→ PASSAGE
A University of Illinois at Chicago scholar of gender, sexuality, marriage and family has been elected to the prestigious Sociological Research Association.
Barbara Risman, a professor of sociology who recently completed a nine-year term as head of the UIC sociology department, is among a select group of scholars to join the honorary association. The group, established in 1936 to recognize and promote excellence in sociological research, includes 400 leading sociologists in the U.S. and Canada.
She will be inducted Aug. 23 during the American Sociological Association’s annual meeting in Chicago. She will also begin serving as vice president of the national organization, which has a membership of 13,000.
For more than 30 years, Risman has studied contemporary meanings of gender, sexuality, marriage and family. Her work explores topics such as gender politics in families, teen sexuality and feminist activism.
She is author of “Gender Vertigo: American Families in Transition” and co-editor of “Families As They Really Are,” a collection of essays on how families function in everyday life. Her work includes over two dozen journal articles in publications such as American Sociological Review, Gender & Society, and Journal of Marriage and the Family.
Risman is president of the board of directors of the Council on Contemporary Families, a national organization that brings new research and clinical findings to public attention. In 2011, she received the American Sociological Association’s award for public understanding of sociology.

→ WORK REQUIRED
Please rewrite the passage about Barbara Risman from "She will be" to "and feminist activism.", putting "yearly" in place of "annual".

→ PROVIDED RECORDS

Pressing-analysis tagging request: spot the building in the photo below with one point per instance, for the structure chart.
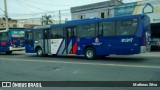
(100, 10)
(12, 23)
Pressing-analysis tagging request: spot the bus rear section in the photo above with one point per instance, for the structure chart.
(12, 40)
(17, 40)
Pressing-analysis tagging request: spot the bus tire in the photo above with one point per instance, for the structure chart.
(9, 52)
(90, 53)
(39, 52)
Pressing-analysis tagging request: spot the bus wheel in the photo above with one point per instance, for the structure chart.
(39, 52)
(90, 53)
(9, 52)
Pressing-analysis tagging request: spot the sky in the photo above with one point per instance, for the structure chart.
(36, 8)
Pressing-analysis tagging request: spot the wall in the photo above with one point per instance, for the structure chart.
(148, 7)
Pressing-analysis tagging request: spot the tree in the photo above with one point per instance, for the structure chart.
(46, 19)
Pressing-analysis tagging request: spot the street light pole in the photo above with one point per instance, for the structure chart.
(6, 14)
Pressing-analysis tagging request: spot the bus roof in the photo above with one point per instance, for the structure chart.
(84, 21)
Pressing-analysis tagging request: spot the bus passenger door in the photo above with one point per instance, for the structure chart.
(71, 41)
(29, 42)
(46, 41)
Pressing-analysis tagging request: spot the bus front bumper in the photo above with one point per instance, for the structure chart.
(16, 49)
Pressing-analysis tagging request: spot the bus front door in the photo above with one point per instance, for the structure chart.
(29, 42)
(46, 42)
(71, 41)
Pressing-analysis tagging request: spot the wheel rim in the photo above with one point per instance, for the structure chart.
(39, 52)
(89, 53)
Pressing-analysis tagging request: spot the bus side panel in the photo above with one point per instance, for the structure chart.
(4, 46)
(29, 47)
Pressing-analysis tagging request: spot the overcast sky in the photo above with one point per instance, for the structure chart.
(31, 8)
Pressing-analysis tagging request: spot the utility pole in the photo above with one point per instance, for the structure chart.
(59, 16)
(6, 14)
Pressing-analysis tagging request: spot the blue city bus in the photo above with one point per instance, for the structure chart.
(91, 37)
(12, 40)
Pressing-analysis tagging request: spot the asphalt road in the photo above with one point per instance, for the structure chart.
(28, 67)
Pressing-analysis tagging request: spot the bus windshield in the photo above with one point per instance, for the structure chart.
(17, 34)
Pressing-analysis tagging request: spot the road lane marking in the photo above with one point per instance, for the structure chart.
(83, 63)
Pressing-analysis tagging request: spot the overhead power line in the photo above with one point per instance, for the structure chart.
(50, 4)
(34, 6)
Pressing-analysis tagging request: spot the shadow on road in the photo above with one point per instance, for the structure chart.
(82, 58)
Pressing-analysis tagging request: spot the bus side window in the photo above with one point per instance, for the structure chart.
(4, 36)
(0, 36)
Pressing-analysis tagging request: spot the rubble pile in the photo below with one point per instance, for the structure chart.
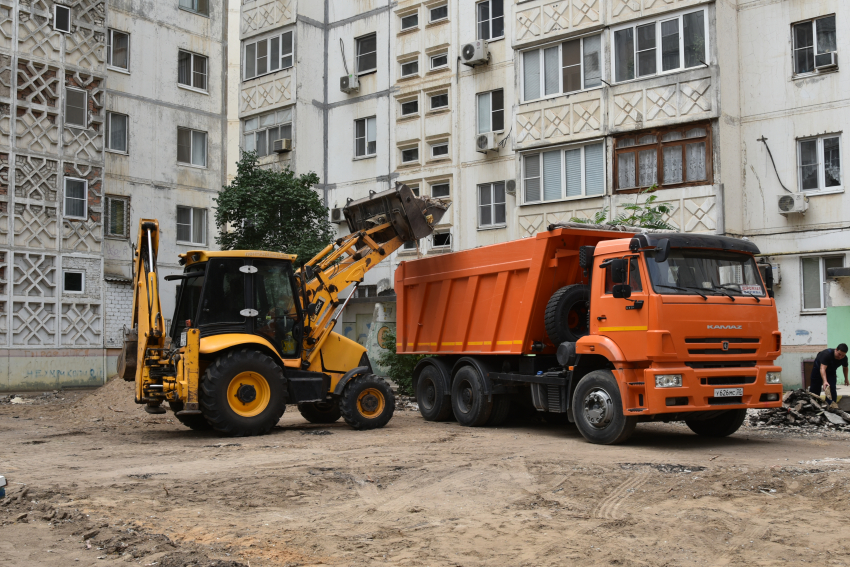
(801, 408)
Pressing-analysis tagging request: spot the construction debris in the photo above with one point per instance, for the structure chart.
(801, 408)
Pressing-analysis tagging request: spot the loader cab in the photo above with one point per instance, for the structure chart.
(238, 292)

→ PROBLEM SOLUTION
She will be inducted Aug. 23 during the American Sociological Association’s yearly meeting in Chicago. She will also begin serving as vice president of the national organization, which has a membership of 13,000.
For more than 30 years, Risman has studied contemporary meanings of gender, sexuality, marriage and family. Her work explores topics such as gender politics in families, teen sexuality and feminist activism.